Stocks vs ETFs – Which Route Should You Take?
While there is no direct answer to this question, in this post, we consider whether picking individual stocks is worth the additional risk compared to buying a well-diversified ETF
I have been thinking quite a bit about this question in recent years, and even more so in recent months, as I had to fully restructure my portfolio and wanted to set it up as a buy-and-hold retirement (in about 35 years) portfolio. Would I be better of with individual securities or ETFs today?
I know this might seem like an odd question for someone like me. I analyze stocks and the companies behind them almost every day, so why would I even consider an ETF, right? On many occasions, ETFs are seen as a great alternative for those who simply don’t have the time or the knowledge to analyze stocks and monitor them.
While this is true to some degree, in reality, it isn’t that simple, and ETFs can be a valuable consideration for many more reasons, including for active investors, no matter your time horizon.
Fun fact: even Buffett’s Berkshire owns two S&P500 ETFs.
You see, ETFs, or Exchange-Traded Funds, are pooled investment securities that can be traded like individual stocks and have been growing rapidly in popularity.
These ETFs can be structured to follow anything from a commodity or benchmark to a specific sector or bonds. In the end, an ETF is just a basket of securities, allowing you to get broad exposure without having to pick out individual securities. They allow you to invest in a sector, country, or market without having to put in much effort. This is how Time explains it:
“In essence, an ETF can be likened to a well-diversified assortment of investments. For instance, an ETF may constitute of a blend of high-value stocks, municipal bonds, and exposure to precious metals. By purchasing shares of an ETF, investors obtain fractional ownership of the underlying investments, based on the specific composition of the fund.”
Large investment firms like Blackrock, State Street, or Vanguard generally manage and set up these ETFs, which charge you a small fee in exchange. For the most popular ETFs, this can be as low as 0.01% of your invested capital annually. For more details on the structure of ETFs, this page explains a lot.

==================================================

● **Challenge 1**: According to the post on stocks and ETFs, how low can the annual fee be for the most popular ETFs?
● **Challenge 2**: Write out the passage of the post on stocks and ETFs that begins at the words "I know this" and stops after "and monitor them.".

==================================================

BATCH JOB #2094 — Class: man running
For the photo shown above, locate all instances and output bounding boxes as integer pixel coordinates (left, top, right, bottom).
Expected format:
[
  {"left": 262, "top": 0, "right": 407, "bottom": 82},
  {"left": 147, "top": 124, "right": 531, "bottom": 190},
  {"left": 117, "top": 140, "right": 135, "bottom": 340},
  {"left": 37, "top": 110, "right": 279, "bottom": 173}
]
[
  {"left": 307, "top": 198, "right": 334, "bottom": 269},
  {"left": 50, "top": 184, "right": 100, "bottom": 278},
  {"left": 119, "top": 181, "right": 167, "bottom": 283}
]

==================================================

● **Full output 1**: As low as 0.01% of the invested capital annually.

● **Full output 2**:
I know this might seem like an odd question for someone like me. I analyze stocks and the companies behind them almost every day, so why would I even consider an ETF, right? On many occasions, ETFs are seen as a great alternative for those who simply don’t have the time or the knowledge to analyze stocks and monitor them.